= TO BE DONE =
Revise the section of the passage about Mark's unit starting at "Mark managed to" and ending at "insurgents opened fire.", writing "barriers" in place of "fences".

Mark managed to move the market to another location, but the string of mistakes continued. Another miscommunication led to a team of workers tearing up train tracks they still needed. “That was a total goat fuck,” Mark says. And still another time they were ordered to build fences so soldiers wouldn’t run across a field. Mark didn’t understand why they had to spend hours putting them up. He figured they could have spent their time better, could have been doing something more constructive, even resting. He didn’t understand the reasons behind sectioning off a big patch of dirt. Later, when a unit was ambushed on the road, they were pinned between what they had built, stuck. The insurgents opened fire.

***

Sometimes people send notes asking what we’re looking for in submissions. I never really know what to say. Susannah doesn’t, either. But I think about Luis Alberto Urrea, how he says the secret to his success is that he keeps it funky. There’s funk and there’s funk. And that’s pretty much what we’re looking for here at UFR. We want you to bring the funk.

= INFORMATION SHOWN =
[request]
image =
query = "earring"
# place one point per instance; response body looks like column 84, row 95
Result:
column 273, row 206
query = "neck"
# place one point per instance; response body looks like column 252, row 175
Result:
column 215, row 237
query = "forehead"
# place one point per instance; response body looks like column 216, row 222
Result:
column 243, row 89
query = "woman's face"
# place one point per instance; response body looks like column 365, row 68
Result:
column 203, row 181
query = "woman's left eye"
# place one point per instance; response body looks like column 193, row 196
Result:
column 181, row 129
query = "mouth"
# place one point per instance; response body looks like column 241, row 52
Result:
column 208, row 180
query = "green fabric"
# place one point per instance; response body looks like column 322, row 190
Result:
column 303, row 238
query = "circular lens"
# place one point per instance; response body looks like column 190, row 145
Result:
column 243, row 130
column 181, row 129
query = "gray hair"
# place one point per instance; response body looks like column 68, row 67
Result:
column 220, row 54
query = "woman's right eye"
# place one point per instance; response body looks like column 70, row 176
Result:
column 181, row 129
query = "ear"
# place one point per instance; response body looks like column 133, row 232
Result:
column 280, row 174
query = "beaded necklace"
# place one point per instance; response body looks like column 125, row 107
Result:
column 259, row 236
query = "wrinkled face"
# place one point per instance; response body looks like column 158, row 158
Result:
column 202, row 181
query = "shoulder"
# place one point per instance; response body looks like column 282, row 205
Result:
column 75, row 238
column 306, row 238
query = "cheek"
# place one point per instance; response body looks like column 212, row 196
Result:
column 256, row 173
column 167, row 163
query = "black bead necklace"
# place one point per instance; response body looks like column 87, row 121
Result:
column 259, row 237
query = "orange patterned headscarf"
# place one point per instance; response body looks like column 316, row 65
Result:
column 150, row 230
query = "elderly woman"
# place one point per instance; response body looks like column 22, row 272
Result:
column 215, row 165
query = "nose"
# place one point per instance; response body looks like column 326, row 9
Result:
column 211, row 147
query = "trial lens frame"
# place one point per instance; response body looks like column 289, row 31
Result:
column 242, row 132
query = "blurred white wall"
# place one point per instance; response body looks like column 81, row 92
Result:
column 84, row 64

= FULL RESPONSE =
Mark managed to move the market to another location, but the string of mistakes continued. Another miscommunication led to a team of workers tearing up train tracks they still needed. “That was a total goat fuck,” Mark says. And still another time they were ordered to build barriers so soldiers wouldn’t run across a field. Mark didn’t understand why they had to spend hours putting them up. He figured they could have spent their time better, could have been doing something more constructive, even resting. He didn’t understand the reasons behind sectioning off a big patch of dirt. Later, when a unit was ambushed on the road, they were pinned between what they had built, stuck. The insurgents opened fire.